• [What you have to do]
Copy each line exactly. Drop every picture.

[Named-object pointing records]
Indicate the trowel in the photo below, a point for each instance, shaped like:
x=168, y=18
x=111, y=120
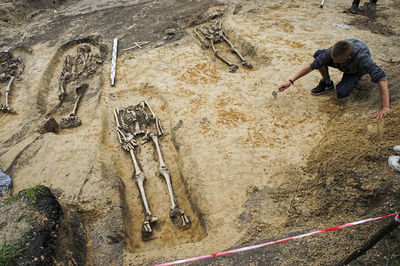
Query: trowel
x=275, y=93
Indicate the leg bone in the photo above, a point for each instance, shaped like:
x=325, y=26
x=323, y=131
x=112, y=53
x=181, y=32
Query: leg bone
x=6, y=108
x=175, y=210
x=234, y=50
x=149, y=219
x=232, y=67
x=128, y=142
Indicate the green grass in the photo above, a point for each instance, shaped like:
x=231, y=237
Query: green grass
x=9, y=252
x=9, y=200
x=31, y=193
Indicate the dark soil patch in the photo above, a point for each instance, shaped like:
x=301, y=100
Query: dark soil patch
x=365, y=23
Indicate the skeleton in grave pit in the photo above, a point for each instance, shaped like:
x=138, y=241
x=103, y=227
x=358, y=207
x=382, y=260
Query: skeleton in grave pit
x=130, y=121
x=10, y=69
x=214, y=34
x=81, y=66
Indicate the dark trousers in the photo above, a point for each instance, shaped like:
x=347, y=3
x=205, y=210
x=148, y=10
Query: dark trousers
x=348, y=83
x=356, y=3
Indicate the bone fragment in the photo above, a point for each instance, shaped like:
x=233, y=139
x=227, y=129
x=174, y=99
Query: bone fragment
x=232, y=67
x=137, y=45
x=114, y=61
x=175, y=211
x=79, y=91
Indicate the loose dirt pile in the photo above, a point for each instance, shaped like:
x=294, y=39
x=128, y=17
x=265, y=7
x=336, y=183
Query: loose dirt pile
x=245, y=167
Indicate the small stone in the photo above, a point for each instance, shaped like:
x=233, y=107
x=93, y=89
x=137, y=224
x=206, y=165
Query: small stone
x=50, y=125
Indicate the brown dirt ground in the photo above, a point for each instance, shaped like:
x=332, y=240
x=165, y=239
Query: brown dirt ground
x=245, y=167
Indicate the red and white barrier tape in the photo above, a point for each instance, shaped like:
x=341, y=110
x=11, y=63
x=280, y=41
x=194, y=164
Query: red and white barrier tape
x=278, y=241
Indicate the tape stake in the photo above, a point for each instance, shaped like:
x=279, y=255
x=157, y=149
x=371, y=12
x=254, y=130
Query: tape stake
x=232, y=251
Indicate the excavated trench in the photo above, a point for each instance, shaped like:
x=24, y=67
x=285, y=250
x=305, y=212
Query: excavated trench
x=244, y=167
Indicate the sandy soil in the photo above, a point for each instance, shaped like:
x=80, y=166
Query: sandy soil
x=245, y=167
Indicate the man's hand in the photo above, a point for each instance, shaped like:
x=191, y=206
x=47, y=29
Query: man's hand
x=284, y=85
x=384, y=111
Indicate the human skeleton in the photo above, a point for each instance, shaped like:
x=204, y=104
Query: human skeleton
x=81, y=66
x=10, y=69
x=130, y=123
x=214, y=34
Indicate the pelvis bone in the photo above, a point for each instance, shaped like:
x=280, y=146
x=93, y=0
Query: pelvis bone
x=130, y=123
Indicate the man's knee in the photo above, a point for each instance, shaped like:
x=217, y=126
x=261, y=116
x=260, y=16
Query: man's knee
x=343, y=92
x=318, y=52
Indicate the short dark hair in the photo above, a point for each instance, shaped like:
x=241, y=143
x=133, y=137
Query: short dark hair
x=341, y=50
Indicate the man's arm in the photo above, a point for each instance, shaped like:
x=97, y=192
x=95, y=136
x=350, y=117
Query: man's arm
x=384, y=90
x=307, y=69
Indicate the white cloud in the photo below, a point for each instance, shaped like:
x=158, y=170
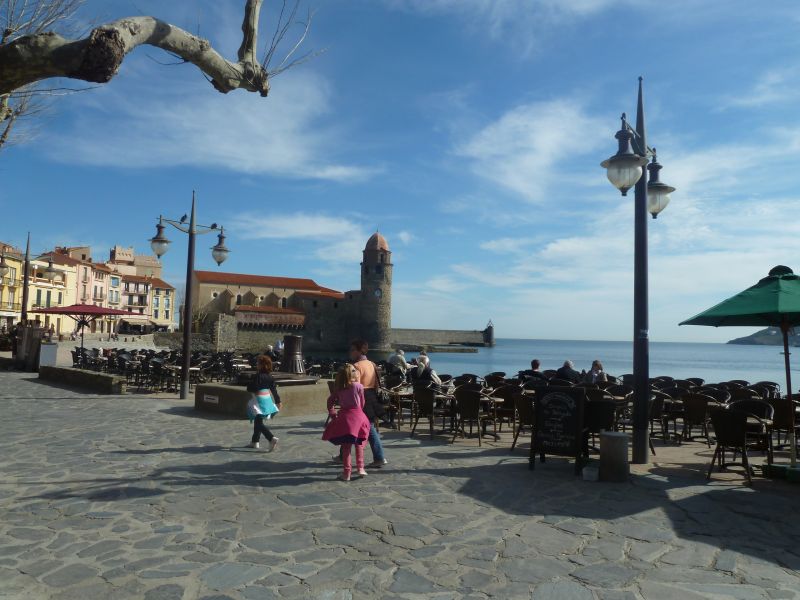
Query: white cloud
x=522, y=22
x=330, y=239
x=405, y=237
x=528, y=149
x=775, y=86
x=186, y=123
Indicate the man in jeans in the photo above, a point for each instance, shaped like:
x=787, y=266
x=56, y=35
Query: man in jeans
x=368, y=377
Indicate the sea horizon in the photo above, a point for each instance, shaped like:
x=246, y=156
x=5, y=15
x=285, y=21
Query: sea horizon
x=712, y=361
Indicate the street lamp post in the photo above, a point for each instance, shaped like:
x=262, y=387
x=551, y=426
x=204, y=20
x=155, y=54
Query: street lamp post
x=160, y=244
x=625, y=170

• [Result of this task]
Indicate the trowel in the photo below, a point for each instance, shaped like:
x=168, y=18
x=111, y=120
Query: trowel
x=275, y=93
Indicate the leg bone in the photo above, a point for each instance, shaped like:
x=325, y=26
x=323, y=131
x=112, y=53
x=181, y=32
Query: leg bone
x=6, y=108
x=175, y=210
x=234, y=50
x=149, y=219
x=232, y=67
x=128, y=142
Indicate the green grass in the photo above, a point for each instance, shaped like:
x=231, y=237
Query: green grass
x=9, y=252
x=9, y=200
x=31, y=193
Indicate the dark soil patch in the photo above, a point for each instance, shaped like:
x=301, y=100
Query: dark soil patch
x=365, y=23
Indicate the skeleton in grave pit in the photo above, a point for each instance, shaped like:
x=138, y=241
x=103, y=227
x=358, y=207
x=382, y=260
Query: skeleton in grave pit
x=130, y=121
x=10, y=69
x=214, y=34
x=81, y=66
Indicate the dark trousers in the photo above, a point for each instance, shaped like:
x=347, y=3
x=205, y=210
x=148, y=10
Query: dark trousers
x=348, y=83
x=356, y=3
Indicate the bone fragment in the photo above, a point for each instance, shaped like:
x=233, y=139
x=227, y=129
x=174, y=99
Query: bone fragment
x=232, y=67
x=137, y=45
x=114, y=61
x=175, y=211
x=79, y=91
Indicate the loose dirt pile in the photo above, a point for each instance, shaped like:
x=294, y=39
x=128, y=17
x=265, y=7
x=336, y=183
Query: loose dirt pile
x=245, y=167
Indicate the small stone in the photo above, a point for each instance, shaped like:
x=233, y=107
x=93, y=89
x=137, y=224
x=206, y=165
Query: small stone
x=50, y=125
Indicate the brown dirt ground in the photo above, a point for each instance, shaped like:
x=332, y=240
x=165, y=239
Query: brown dirt ground
x=245, y=167
Indicate the red and white barrier tape in the photo above, a point for each instance, shaped like:
x=341, y=110
x=11, y=63
x=280, y=41
x=194, y=164
Query: red and white barrier tape
x=278, y=241
Indicate the tape stake in the photo above, a point for each instance, shaped like:
x=279, y=255
x=157, y=149
x=371, y=12
x=254, y=130
Query: tape stake
x=232, y=251
Indicate the excavated trench in the photo above, a point for each instance, shaped like:
x=24, y=67
x=285, y=250
x=305, y=212
Query: excavated trench
x=244, y=167
Indicate the sandy soil in the photo above, a point for each instance, shaped like:
x=80, y=166
Query: sandy soil
x=245, y=167
Indicate the man's hand in the photo above, a point for each instance, shaped like:
x=191, y=206
x=47, y=29
Query: man's hand
x=284, y=85
x=384, y=111
Indicate the human skeleton in the photo above, a point for each instance, shaped like:
x=204, y=104
Query: human skeleton
x=81, y=66
x=10, y=69
x=130, y=123
x=214, y=34
Indicate the pelvis bone in the photo above, a point for each instance, shaped like:
x=280, y=146
x=93, y=0
Query: pelvis bone
x=130, y=123
Indicate the man's knee in the photo above, a point for each instance, shaped like:
x=217, y=126
x=261, y=116
x=260, y=16
Query: man's knee
x=343, y=92
x=318, y=52
Indicate the short dark hair in the photo above, a point for each instance, shaped like:
x=241, y=143
x=133, y=137
Query: short dark hair
x=341, y=50
Indicate the man's arm in the photo above, a point for each instance, shaped like:
x=97, y=192
x=95, y=136
x=350, y=117
Query: man's arm
x=384, y=90
x=307, y=69
Indicate the white cloud in the photo below, a point for each instance, shaped like:
x=158, y=170
Query: white cloud
x=522, y=22
x=330, y=239
x=405, y=237
x=528, y=149
x=775, y=86
x=186, y=123
Indicate the man in jeans in the photo above, a point for each instance, shaped like:
x=787, y=266
x=56, y=35
Query: man in jeans
x=368, y=377
Indicate the sea horizon in the photo above, a point for each instance, shaped like:
x=246, y=156
x=5, y=15
x=285, y=21
Query: sea horizon
x=712, y=361
Indicate the street lamp post in the photo above, a point for each instance, shaped like:
x=262, y=387
x=551, y=426
x=204, y=20
x=155, y=54
Query: street lamp post
x=160, y=244
x=625, y=170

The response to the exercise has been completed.